I am reading about discourse theory. In particular, Laclau and Mouffe’s (1985) theory, but I am not reading the original (yet). I never seem to be reading original work… Anyways, this is a theory that understands all social phenomena as discursive constructions. (It’s the next chapter in the Phillips & Jørgensen book.) Within this theory, subjects are understood as subject positions within a discursive structure. They are always fragmented, because they have multiple identities, and this is what decenters them. All this thinking about discourse and identity has me noticing discourse and identities everywhere! While reading this chapter, I was reminded of a text I once forced a child to write.
You see, in another life I was an elementary school teacher, teaching a combined grade 4/5 class. We had just completed a unit on human rights, where we had explored issues of racism, homophobia, children’s rights, sexism, etc. And lo and behold, a little boy calls his friend gay, as an insult. He was a nice kid, and his writing skills were good enough that I ordered him to write an essay about why the word gay is not an insult. (Notice how I just discursively constructed the boy as nice, and a good student. I didn’t tell you he had many friends, or that his parents had immigrated to Canada shortly before he was born, or that he was an only child…)
Looking back I would never force a kid to write what I think he should believe, but people change, I’ll give my 20-something self a break. I kept the essay because I found it hilarious, but all this reading and discussing of discourses made me think of it again, and I dug it up for analysis. Take a look:
With my limited understanding of discourse theory, I notice three important signifiers here: gay, fathers and mothers. First of all, my young author constructs being gay as a choice, and there is a subtext of having the right to make this choice. Notice how making fun of friends by calling them gay is described as “not cool,” “not fun,” and “it can hurt their feelings.” I wonder if there was some resistance going on here, if he did indeed find making fun of his friends “cool” and “fun.” He also mentions being proud. I wonder if the gay pride discourse (this was in a city with a very gay presence) had made its way into the text.
Within the classroom context, I, as his teacher (and my human rights unit) had recently challenged what until then he understood as a normal or natural family. So this boy used the discourses he already associated with fathers and mothers to conceive of an alternate family structure: one where two moms, or two dads, are just like one, only doubled. Men, and dads, like sports and take you to exciting places. Women, and moms, cook delicious stuff, and like shopping, and “other things too.” I particularly appreciate the “other things too,” as there seems to be a discourse about men not being able to understand women going on there.

◆ ◆ ◆ ◆ ◆

- _PROBLEM STATEMENT_: In the post on discourse theory, what class did the writer teach as an elementary school teacher?

- _MATERIAL PROVIDED_:
◆ ◆ ◆ ◆ ◆

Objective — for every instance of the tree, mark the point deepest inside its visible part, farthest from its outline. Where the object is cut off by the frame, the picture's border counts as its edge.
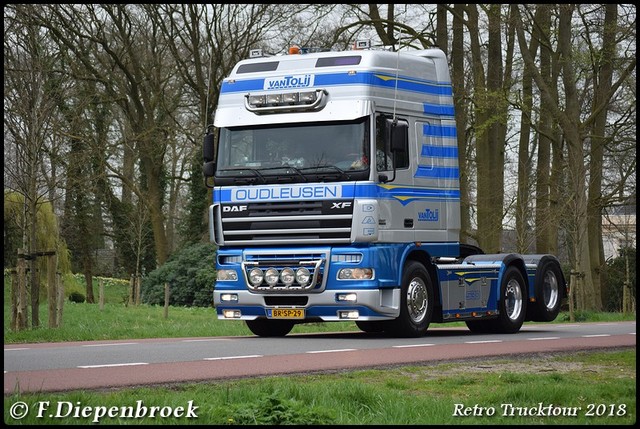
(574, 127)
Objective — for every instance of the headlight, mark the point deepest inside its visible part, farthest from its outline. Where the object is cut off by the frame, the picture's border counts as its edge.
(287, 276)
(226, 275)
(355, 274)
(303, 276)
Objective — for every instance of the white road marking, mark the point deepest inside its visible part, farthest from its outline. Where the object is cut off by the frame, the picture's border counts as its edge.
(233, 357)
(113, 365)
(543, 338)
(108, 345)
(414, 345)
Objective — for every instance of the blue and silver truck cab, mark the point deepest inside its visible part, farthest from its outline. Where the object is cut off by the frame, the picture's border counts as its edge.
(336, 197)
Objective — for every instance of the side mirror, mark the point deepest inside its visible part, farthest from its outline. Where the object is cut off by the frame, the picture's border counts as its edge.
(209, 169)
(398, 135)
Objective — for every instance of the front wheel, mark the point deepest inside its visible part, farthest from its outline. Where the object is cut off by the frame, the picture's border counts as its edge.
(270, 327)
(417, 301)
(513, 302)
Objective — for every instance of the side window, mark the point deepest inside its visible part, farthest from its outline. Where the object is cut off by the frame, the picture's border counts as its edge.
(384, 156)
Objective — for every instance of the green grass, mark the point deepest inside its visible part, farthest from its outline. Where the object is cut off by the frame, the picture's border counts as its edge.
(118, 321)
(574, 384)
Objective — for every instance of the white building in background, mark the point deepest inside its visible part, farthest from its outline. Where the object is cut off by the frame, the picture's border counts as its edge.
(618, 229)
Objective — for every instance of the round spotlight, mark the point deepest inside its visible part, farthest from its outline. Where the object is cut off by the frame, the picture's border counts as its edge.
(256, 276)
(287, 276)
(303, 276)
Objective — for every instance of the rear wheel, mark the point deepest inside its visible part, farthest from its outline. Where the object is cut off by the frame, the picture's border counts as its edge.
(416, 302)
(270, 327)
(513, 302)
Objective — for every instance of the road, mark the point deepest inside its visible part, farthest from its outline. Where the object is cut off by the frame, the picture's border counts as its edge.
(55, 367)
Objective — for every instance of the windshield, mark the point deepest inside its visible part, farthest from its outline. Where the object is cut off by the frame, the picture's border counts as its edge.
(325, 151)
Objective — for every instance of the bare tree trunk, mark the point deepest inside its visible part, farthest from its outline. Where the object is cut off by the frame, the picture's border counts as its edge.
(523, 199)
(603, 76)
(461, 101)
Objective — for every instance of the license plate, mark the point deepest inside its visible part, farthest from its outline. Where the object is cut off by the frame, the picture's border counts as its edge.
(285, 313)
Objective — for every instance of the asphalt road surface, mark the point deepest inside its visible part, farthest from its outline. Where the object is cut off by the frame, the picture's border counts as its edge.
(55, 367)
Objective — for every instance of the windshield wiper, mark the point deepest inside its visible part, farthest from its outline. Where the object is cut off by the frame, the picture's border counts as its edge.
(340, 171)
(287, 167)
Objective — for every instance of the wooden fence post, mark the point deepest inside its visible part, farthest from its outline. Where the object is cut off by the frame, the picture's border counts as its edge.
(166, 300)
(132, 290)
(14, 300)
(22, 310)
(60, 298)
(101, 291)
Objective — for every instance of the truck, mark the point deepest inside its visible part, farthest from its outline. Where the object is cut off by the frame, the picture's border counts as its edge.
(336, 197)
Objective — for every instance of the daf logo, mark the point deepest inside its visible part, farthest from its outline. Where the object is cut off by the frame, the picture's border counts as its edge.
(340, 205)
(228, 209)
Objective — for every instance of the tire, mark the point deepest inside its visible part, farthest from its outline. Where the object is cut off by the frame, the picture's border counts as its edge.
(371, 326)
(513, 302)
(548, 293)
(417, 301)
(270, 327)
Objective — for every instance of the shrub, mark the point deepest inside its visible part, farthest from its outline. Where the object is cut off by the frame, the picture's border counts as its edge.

◆ ◆ ◆ ◆ ◆

- _RESULT_: A combined grade 4/5 class.